Job:
Reproduce every line of the following material verbatim, with no changes.

─── Dataset extract ───

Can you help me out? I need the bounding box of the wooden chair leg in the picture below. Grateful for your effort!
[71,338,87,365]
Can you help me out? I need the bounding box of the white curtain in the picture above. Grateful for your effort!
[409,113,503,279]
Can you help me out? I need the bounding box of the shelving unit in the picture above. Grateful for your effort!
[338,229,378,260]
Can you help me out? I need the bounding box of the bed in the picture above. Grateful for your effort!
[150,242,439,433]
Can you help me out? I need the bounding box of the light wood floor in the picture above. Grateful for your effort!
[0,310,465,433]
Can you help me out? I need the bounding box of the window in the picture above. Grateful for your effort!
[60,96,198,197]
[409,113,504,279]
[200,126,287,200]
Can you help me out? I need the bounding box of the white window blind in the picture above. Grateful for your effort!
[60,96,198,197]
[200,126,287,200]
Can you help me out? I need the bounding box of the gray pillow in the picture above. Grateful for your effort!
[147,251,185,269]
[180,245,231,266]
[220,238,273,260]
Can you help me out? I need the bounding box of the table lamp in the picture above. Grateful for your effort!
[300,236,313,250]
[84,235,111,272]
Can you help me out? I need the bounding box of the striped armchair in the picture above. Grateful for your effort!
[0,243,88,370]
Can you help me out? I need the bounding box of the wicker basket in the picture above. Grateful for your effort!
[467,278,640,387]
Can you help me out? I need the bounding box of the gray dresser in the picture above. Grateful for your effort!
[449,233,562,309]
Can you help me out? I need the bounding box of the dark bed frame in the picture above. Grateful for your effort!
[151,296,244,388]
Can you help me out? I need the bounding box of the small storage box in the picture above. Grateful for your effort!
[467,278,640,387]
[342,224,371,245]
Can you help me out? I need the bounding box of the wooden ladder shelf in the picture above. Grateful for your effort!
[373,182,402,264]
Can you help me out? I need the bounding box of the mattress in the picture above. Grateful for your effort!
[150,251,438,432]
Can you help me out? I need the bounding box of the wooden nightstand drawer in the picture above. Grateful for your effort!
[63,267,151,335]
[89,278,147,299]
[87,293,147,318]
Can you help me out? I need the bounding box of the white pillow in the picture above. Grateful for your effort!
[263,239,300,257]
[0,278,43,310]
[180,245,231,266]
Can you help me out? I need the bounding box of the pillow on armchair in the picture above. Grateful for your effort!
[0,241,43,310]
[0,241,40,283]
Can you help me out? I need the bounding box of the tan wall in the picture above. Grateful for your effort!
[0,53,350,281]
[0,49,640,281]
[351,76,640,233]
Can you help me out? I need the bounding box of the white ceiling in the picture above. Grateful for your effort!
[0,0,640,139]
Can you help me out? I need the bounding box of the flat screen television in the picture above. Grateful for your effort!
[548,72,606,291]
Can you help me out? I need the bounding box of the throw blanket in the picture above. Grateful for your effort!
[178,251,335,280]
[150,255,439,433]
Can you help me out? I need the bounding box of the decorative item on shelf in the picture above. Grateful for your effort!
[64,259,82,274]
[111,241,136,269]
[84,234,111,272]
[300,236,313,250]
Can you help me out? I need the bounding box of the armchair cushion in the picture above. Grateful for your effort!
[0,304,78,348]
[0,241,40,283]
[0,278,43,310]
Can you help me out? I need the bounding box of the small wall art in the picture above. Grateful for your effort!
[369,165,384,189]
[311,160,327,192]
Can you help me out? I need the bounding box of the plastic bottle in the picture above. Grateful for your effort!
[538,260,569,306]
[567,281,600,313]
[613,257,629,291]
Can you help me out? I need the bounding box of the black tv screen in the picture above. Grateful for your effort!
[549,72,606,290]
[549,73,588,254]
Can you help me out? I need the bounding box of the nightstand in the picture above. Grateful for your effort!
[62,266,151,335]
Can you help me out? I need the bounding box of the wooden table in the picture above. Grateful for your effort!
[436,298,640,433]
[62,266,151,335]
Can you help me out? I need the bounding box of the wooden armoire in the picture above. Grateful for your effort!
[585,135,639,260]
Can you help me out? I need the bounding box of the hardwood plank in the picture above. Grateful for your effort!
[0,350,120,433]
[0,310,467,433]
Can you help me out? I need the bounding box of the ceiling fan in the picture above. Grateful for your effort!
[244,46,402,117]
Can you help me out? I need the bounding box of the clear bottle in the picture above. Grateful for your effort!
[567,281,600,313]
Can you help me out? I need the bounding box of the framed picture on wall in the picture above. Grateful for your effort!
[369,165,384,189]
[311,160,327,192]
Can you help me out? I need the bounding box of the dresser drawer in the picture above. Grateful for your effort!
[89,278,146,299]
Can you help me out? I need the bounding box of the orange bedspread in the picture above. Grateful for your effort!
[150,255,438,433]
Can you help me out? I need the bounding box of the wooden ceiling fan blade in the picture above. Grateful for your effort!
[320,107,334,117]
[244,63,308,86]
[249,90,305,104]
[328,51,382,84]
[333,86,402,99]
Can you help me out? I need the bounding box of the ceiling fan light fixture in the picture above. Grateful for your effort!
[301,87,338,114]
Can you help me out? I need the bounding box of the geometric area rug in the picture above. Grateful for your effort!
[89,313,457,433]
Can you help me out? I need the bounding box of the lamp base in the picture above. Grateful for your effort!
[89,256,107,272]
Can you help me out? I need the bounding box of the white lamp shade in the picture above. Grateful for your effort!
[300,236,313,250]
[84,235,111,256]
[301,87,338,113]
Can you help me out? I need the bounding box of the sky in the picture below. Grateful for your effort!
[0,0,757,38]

───

Task answer:
Can you help me out? I need the bounding box of the wooden chair leg in the picture below. Grateful for your effort!
[71,338,87,365]
Can you help me out? I need the bounding box of the white curtain in the picture above. Grateful for your effort!
[409,113,503,279]
Can you help me out? I need the bounding box of the shelving unit in the picture above. Grateful for your effort!
[338,229,378,260]
Can you help me out? I need the bounding box of the bed in the picture above. Grateful for your effort!
[150,242,439,433]
Can you help me out? I need the bounding box of the light wood floor in the picture above. Grateful for your effort!
[0,310,465,433]
Can you help me out? I need the bounding box of the window in the picture above. Grateful for your effort!
[60,96,198,197]
[409,113,504,279]
[200,126,287,200]
Can you help me out? I need the bounding box of the white window blind in the picture above. Grateful for your effort!
[60,96,198,197]
[200,126,287,200]
Can you help me out? I need the bounding box of the gray pillow in the picture above. Grateful for your effort!
[147,251,185,269]
[180,245,231,266]
[220,238,273,260]
Can you help me out? I need the bounding box of the table lamp in the picture above. Grateful for your effort!
[300,236,313,250]
[84,235,111,272]
Can you help me out? I need the bounding box of the striped armchair in the picture above. Grateful for your effort!
[0,243,88,370]
Can you help me out? I need the bounding box of the wicker basket in the picture above. Grateful for your effort!
[467,278,640,387]
Can you help me out? I need the bounding box of the gray dresser in the picture above. Grateful for your effort!
[449,233,562,309]
Can you help me out? I need the bounding box of the dark bed frame in the picture above. Grateful for your effort!
[151,296,244,388]
Can you help me out? I need the bounding box of the small storage box in the picture above. Grateful for your effort!
[467,278,640,387]
[342,224,371,245]
Can you help me out? I need the bounding box of the wooden ladder shelf in the picture above. Grateful for your effort!
[373,182,402,264]
Can you help me out? I need the bounding box of the mattress in the picture above. Grateful for your effort!
[150,251,438,432]
Can you help me out? I need the bounding box of the wooden nightstand drawer in the picture above. Grateful for your effort!
[63,267,151,335]
[89,278,147,299]
[87,293,147,318]
Can you help me out? I need the bounding box of the white pillow in the picture above. Grateful for your effort!
[263,239,300,257]
[0,278,43,310]
[180,245,231,266]
Can you help me out? I need the bounding box of the pillow on armchair in the picture above. Grateful for your effort!
[0,241,43,310]
[0,241,40,283]
Can you help me out? I need the bounding box of the tan wall in the picture above. Grateful for your effort!
[0,53,350,281]
[0,49,640,281]
[351,76,640,233]
Can you help me out? I need the bounding box of the white ceiling in the picture above. Grateful for your effort!
[0,0,640,139]
Can you help me out? I need the bounding box of the flat screen television in the picture above. Grateful for your effort!
[548,72,606,291]
Can you help me out? I need the bounding box of the throw blanket in the picture above. Grateful for your effort!
[178,251,335,280]
[150,255,439,433]
Can you help me out? I need the bounding box of the decorative item on shelf in the picture above. Grateful for your effort!
[64,259,82,274]
[111,241,136,269]
[84,234,111,272]
[300,236,313,250]
Can you help me out? I need the bounding box of the armchair cushion in the picture above. Grateful for your effort!
[0,304,78,348]
[0,241,40,283]
[0,278,43,310]
Can you help me out? I need the bounding box of the small wall art in the picture above. Grateful for your effort!
[369,165,384,189]
[311,160,327,192]
Can you help me out? I need the bounding box of the plastic bottle in the picture above. Grateful for your effort!
[538,260,569,306]
[567,281,600,313]
[613,257,629,291]
Can you help me out? I need the bounding box of the black tv screen in the picture above. Grateful for your effort!
[549,72,606,290]
[549,73,588,254]
Can you help me out? I need the bounding box of the nightstand in the picture above. Grateful for your effort!
[62,266,151,335]
Can you help me out? I need the bounding box of the wooden table in the picture above. Grateful for your effort!
[436,298,640,433]
[62,266,151,335]
Can you help me out? I need the bounding box of the wooden armoire in the picture above. Grateful for your effort!
[585,135,639,260]
Can you help me out? I need the bounding box of the hardwood plank in the picture above. Grateful for your effort!
[0,350,120,433]
[0,310,467,433]
Can you help me out? I need the bounding box of the ceiling fan in the picture above. Grateful for your effort!
[244,46,402,117]
Can you help me out? I need the bounding box of the clear bottle in the picture above. Grateful for your effort!
[567,281,600,313]
Can you help me out? I need the bounding box of the framed picture on wall in the picture above. Grateful for your effort!
[369,165,384,189]
[311,160,327,192]
Can you help me out? I need the bounding box of the dresser drawer in the picture above. Grateful for your effort!
[89,278,146,299]
Can you help me out? I need the bounding box of the orange bedspread in the picture above. Grateful for your effort!
[150,255,438,433]
Can you help me out? I need the bounding box of the wooden ceiling fan blade in the picture above. Grateful for your effort!
[320,107,334,117]
[244,63,308,86]
[249,90,305,104]
[328,51,382,84]
[333,86,402,99]
Can you help me out? I need the bounding box of the ceiling fan light fixture in the picture above. Grateful for your effort!
[301,87,338,114]
Can you help me out? I need the bounding box of the geometric area rug in the picture above. Grateful for your effort!
[89,313,457,433]
Can you help me out? I need the bounding box of the lamp base in the picture above. Grateful for your effort!
[89,256,107,272]
Can you help me out? I need the bounding box of the white lamp shade in the picture above. Grateful for your effort!
[300,236,313,250]
[84,235,111,256]
[301,87,338,113]
Can you help me out? I need the bounding box of the sky in the picture below. Grateful for your effort!
[0,0,757,38]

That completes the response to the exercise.